WHAT YOU ARE ASKED TO DO
Output every row below as a numbered list, leaving out any blank lines.

Shape annotation entries
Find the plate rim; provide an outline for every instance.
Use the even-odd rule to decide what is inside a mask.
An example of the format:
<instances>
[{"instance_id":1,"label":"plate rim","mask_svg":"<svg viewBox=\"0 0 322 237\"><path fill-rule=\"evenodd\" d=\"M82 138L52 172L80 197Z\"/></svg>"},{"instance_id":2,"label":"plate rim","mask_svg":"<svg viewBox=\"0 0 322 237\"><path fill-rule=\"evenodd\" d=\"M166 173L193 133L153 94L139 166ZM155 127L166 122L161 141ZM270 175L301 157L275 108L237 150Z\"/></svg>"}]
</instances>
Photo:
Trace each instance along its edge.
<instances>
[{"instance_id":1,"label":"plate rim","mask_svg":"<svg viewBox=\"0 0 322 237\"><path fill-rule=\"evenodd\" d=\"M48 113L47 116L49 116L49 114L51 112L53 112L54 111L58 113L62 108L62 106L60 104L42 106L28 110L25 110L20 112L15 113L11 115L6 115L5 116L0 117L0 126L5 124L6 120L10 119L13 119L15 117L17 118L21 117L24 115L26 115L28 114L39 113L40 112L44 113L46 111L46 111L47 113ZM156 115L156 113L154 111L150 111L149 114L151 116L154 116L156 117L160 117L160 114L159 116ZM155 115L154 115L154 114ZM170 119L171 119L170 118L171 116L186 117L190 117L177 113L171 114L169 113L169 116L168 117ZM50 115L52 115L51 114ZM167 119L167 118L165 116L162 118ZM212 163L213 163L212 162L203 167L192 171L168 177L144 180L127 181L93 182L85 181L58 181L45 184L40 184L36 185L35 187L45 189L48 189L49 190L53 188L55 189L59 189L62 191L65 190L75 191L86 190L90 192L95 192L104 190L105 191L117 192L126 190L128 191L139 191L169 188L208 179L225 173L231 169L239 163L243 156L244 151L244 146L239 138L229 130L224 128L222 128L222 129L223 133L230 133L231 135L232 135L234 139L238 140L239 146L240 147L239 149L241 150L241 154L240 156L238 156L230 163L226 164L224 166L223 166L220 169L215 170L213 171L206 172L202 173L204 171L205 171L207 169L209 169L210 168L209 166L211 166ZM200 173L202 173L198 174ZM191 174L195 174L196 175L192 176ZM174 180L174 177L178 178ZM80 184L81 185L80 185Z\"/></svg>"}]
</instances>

EXERCISE RESPONSE
1. Find the plate rim; provide an outline for every instance.
2. Use the even-odd rule to decide what is inside a mask.
3. An example of the format:
4. <instances>
5. [{"instance_id":1,"label":"plate rim","mask_svg":"<svg viewBox=\"0 0 322 237\"><path fill-rule=\"evenodd\" d=\"M82 138L52 172L80 197Z\"/></svg>"},{"instance_id":2,"label":"plate rim","mask_svg":"<svg viewBox=\"0 0 322 237\"><path fill-rule=\"evenodd\" d=\"M166 173L193 133L153 94L139 166ZM155 127L166 122L161 141ZM270 175L301 157L275 108L237 150Z\"/></svg>"}]
6. </instances>
7. Photo:
8. Trace each instance along its edge.
9. <instances>
10. [{"instance_id":1,"label":"plate rim","mask_svg":"<svg viewBox=\"0 0 322 237\"><path fill-rule=\"evenodd\" d=\"M48 113L47 116L49 116L49 114L51 112L53 112L54 111L58 113L62 108L62 106L60 104L42 106L28 110L25 110L20 112L15 113L11 115L6 115L5 116L0 117L0 126L5 124L6 120L10 119L13 119L15 117L17 118L21 117L24 115L26 115L28 114L39 113L40 112L44 113L46 111L46 111L47 113ZM156 115L156 113L154 111L150 111L149 114L151 116L154 116L156 117L160 117L160 114L159 116ZM155 115L154 115L154 114ZM170 119L171 119L170 118L171 116L186 117L190 117L177 113L171 114L169 113L169 116L168 117ZM50 115L52 115L51 114ZM167 119L167 118L165 116L162 118ZM212 163L213 163L212 162L203 167L192 171L168 177L144 180L127 181L93 182L85 181L58 181L45 184L40 184L36 185L35 187L45 189L48 189L49 190L53 188L55 189L59 189L62 191L65 190L75 191L86 190L90 192L95 192L104 190L105 191L117 192L126 190L128 191L139 191L169 188L208 179L225 173L231 169L239 163L243 156L244 151L244 146L239 138L229 130L224 128L222 128L222 129L223 133L230 133L231 135L232 135L234 139L238 140L239 146L240 147L239 149L241 150L241 154L240 156L238 156L230 163L226 164L224 166L223 166L220 169L215 170L213 171L206 172L202 173L204 171L205 171L207 169L209 169L210 168L209 166L211 166ZM200 173L202 173L198 174ZM191 174L195 174L196 175L192 176ZM174 180L174 177L178 178ZM80 184L81 185L80 185Z\"/></svg>"}]
11. </instances>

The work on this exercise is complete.